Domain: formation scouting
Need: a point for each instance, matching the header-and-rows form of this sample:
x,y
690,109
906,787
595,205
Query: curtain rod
──────
▶ [Prompt]: Lay out every line of the entries above as a numbered list, leaving out any blank lines.

▶ [Answer to the task]:
1. Domain: formation scouting
2. Need: a point for each instance, matching the header-and-rows form of this sample:
3. x,y
4. 690,109
5. 906,787
6. 595,205
7. Query: curtain rod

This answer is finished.